Problem: Reproduce the rows below word for word, from the very first line through the line with "POLYGON ((308 1, 0 4, 2 231, 309 229, 308 1))", and leave out the pictures.

/---

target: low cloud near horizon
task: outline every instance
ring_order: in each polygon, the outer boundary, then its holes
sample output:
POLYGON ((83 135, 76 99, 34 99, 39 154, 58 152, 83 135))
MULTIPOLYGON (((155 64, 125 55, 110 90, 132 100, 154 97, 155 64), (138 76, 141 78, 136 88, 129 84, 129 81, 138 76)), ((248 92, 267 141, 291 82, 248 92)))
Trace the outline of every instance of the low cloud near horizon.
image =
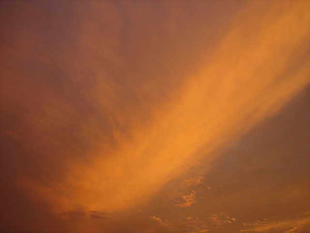
POLYGON ((309 22, 303 0, 1 1, 1 232, 308 232, 309 22))

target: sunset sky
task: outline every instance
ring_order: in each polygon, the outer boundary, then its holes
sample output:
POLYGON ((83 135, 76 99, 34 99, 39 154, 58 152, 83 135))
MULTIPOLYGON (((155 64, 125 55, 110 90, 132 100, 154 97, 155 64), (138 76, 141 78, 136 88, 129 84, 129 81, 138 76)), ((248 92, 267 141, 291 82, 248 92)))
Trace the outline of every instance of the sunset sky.
POLYGON ((310 232, 310 1, 0 1, 0 232, 310 232))

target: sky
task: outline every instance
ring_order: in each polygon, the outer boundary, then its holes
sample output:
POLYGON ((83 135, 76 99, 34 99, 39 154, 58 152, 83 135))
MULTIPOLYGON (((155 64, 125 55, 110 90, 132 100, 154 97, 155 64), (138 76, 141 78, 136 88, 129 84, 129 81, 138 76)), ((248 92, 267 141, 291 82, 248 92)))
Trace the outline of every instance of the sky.
POLYGON ((0 231, 310 232, 310 2, 0 1, 0 231))

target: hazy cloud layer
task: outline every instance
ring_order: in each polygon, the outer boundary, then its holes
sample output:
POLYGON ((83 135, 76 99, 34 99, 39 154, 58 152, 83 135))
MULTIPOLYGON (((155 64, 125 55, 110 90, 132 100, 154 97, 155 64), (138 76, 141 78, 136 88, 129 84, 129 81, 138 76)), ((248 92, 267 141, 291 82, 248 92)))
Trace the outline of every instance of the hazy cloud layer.
POLYGON ((308 1, 0 4, 2 231, 309 229, 308 1))

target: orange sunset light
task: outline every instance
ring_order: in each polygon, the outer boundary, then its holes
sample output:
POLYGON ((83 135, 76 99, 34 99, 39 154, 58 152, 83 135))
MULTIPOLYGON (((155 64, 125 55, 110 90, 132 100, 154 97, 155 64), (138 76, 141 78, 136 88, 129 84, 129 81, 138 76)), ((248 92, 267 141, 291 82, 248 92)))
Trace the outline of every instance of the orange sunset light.
POLYGON ((310 231, 310 2, 0 11, 1 232, 310 231))

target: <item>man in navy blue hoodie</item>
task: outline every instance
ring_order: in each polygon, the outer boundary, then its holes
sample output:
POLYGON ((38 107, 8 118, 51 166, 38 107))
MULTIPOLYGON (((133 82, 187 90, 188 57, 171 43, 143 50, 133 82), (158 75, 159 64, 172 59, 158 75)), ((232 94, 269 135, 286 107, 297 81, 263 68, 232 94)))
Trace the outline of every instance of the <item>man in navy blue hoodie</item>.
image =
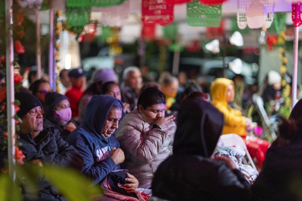
MULTIPOLYGON (((111 171, 119 170, 125 160, 124 152, 113 134, 122 117, 123 103, 107 95, 94 96, 87 106, 83 122, 69 134, 66 141, 80 152, 84 160, 82 173, 93 181, 100 183, 111 171)), ((124 187, 132 192, 138 182, 127 173, 130 183, 124 187)))

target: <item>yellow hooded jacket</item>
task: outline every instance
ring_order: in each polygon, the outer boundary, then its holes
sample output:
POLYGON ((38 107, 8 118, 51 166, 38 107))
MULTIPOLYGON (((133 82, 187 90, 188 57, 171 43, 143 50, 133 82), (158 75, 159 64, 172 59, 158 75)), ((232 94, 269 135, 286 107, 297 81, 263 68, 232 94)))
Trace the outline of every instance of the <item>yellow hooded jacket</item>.
POLYGON ((226 102, 226 90, 230 84, 232 84, 235 89, 234 82, 226 78, 217 78, 212 83, 212 103, 224 117, 222 134, 234 133, 245 136, 247 133, 245 117, 239 110, 232 108, 226 102))

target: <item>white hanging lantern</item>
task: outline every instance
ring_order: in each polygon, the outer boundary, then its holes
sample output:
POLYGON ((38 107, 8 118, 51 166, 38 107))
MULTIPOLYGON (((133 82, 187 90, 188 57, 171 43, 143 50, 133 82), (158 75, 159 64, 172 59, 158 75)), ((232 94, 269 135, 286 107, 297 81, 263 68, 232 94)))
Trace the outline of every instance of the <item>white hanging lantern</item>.
POLYGON ((41 8, 41 6, 43 0, 18 0, 19 4, 22 8, 25 8, 27 6, 32 8, 35 6, 38 9, 41 8))
POLYGON ((273 0, 238 0, 237 21, 238 27, 244 29, 263 26, 269 28, 274 18, 275 2, 273 0))

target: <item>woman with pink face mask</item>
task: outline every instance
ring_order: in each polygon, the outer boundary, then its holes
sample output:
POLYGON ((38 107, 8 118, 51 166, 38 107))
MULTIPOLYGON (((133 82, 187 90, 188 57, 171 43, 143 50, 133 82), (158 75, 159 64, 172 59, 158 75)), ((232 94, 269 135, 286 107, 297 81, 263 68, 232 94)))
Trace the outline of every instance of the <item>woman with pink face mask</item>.
POLYGON ((60 131, 61 137, 65 140, 77 126, 71 119, 69 99, 56 92, 49 92, 45 96, 43 107, 44 124, 53 126, 60 131))

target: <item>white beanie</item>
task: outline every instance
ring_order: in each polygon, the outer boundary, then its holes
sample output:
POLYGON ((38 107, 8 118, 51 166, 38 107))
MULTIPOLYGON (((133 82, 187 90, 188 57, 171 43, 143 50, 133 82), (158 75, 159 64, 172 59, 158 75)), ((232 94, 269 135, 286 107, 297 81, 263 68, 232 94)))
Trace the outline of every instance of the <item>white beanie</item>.
POLYGON ((277 72, 274 70, 270 70, 268 72, 268 84, 272 85, 275 83, 281 82, 281 76, 277 72))

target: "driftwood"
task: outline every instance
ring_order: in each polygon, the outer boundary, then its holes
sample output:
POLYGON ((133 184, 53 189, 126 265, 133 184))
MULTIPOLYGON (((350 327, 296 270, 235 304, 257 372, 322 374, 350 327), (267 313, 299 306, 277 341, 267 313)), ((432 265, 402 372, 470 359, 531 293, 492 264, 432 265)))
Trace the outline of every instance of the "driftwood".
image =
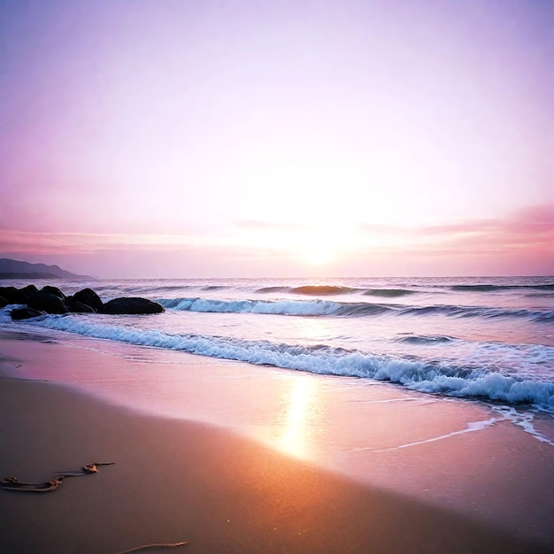
POLYGON ((5 477, 0 481, 0 487, 6 490, 17 490, 19 492, 50 492, 56 490, 67 477, 80 477, 97 473, 99 466, 112 466, 115 462, 93 462, 83 466, 74 472, 63 472, 56 474, 50 481, 42 483, 27 483, 20 481, 17 477, 5 477))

\---

Answer to this task:
target: low cloud near horizon
task: outline every instance
ring_order: in each polygon, the outer boundary, then its holes
sample output:
POLYGON ((83 135, 76 99, 34 99, 39 154, 58 152, 83 135))
MULTIPOLYGON (((155 64, 125 55, 110 90, 132 100, 154 97, 155 64), (138 76, 141 78, 136 88, 129 84, 129 81, 138 76)), ((248 92, 267 141, 291 82, 248 92)))
Trace the outline of every instance of the low cloud near horizon.
image =
POLYGON ((309 22, 303 0, 1 1, 1 232, 308 232, 309 22))

target: sunset sky
task: outline every instance
ring_order: in each polygon, the outer boundary, then its holes
sample output:
POLYGON ((83 135, 76 99, 34 99, 39 154, 58 152, 83 135))
MULTIPOLYGON (((155 64, 125 55, 110 90, 132 100, 154 97, 155 64), (138 76, 141 78, 136 88, 129 84, 129 81, 138 76)), ((248 92, 267 141, 291 82, 248 92)))
Trace the outline of every instance of the sunset sky.
POLYGON ((310 232, 310 1, 0 1, 0 232, 310 232))

target: sky
task: outline every instance
ring_order: in each polygon, the outer boundary, then its holes
sample output:
POLYGON ((83 135, 76 99, 34 99, 39 154, 58 152, 83 135))
MULTIPOLYGON (((155 64, 125 55, 110 90, 132 100, 154 97, 155 64), (138 76, 141 78, 136 88, 129 84, 129 81, 138 76)), ((248 92, 267 141, 291 82, 248 92)))
Trace the outline of every instance of the sky.
POLYGON ((0 231, 310 232, 310 2, 0 1, 0 231))

target: hazy cloud layer
task: outline every instance
ring_order: in each polygon, the outer boundary, then its holes
sample output:
POLYGON ((83 135, 76 99, 34 99, 39 154, 58 152, 83 135))
MULTIPOLYGON (((155 64, 125 55, 110 90, 132 100, 154 97, 155 64), (138 76, 141 78, 136 88, 129 84, 129 81, 138 76)), ((248 92, 267 141, 291 82, 248 92)))
Trace the outline of every instance of the hazy cloud layer.
POLYGON ((308 1, 0 4, 2 231, 309 229, 308 1))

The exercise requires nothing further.